Work instructions:
Count the lines in the items below that contain the string "cheek", with case counting, and give only the number.

Input for this task:
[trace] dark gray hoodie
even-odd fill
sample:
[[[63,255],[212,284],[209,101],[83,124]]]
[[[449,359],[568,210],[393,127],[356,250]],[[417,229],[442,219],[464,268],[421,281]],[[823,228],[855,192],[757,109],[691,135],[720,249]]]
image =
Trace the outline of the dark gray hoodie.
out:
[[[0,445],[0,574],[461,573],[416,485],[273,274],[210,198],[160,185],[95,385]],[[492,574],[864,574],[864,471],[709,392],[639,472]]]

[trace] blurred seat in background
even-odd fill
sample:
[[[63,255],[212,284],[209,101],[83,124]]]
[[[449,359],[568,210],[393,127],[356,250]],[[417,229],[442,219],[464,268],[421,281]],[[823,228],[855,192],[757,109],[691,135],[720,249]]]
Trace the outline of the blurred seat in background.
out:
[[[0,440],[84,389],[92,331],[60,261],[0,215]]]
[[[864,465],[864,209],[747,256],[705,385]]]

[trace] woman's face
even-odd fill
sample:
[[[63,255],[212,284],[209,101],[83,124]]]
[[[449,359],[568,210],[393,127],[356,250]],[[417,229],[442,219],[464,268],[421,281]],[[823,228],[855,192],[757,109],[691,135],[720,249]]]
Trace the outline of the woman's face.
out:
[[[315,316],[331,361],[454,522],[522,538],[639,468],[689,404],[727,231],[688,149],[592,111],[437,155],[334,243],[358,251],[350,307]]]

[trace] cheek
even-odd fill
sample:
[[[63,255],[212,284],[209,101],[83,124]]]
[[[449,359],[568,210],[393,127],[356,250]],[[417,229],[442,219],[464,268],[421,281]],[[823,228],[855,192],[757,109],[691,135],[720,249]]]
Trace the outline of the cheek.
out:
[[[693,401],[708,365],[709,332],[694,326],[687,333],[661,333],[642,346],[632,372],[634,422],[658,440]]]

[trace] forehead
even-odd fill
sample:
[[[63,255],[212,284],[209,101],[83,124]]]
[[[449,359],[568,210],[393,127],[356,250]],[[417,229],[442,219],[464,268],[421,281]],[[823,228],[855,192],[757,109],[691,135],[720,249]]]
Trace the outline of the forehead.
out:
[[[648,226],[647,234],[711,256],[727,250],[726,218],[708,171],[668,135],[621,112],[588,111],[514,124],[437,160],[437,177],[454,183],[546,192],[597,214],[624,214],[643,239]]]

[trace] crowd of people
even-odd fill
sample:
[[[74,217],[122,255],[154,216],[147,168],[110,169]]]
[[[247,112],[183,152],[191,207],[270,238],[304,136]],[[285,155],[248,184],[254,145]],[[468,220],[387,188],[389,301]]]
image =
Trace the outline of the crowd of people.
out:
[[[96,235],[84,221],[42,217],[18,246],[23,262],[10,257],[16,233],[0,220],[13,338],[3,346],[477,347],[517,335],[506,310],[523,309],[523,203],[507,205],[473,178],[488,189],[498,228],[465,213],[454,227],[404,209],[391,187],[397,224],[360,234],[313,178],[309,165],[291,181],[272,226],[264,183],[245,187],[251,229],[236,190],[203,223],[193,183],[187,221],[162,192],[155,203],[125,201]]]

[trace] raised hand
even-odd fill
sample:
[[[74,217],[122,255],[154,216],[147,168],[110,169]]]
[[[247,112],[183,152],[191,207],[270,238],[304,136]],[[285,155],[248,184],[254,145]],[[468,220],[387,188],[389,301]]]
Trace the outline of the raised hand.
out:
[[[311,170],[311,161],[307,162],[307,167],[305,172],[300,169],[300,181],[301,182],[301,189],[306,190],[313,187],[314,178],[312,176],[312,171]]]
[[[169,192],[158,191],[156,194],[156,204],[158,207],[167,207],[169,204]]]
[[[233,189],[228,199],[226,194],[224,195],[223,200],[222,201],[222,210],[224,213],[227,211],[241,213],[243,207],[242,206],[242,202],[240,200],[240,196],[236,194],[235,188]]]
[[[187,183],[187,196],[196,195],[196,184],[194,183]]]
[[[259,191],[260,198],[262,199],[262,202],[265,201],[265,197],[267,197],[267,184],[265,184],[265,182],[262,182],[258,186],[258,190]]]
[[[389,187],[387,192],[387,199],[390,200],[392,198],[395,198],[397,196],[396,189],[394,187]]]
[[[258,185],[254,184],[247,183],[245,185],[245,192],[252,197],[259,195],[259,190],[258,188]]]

Result of this exercise:
2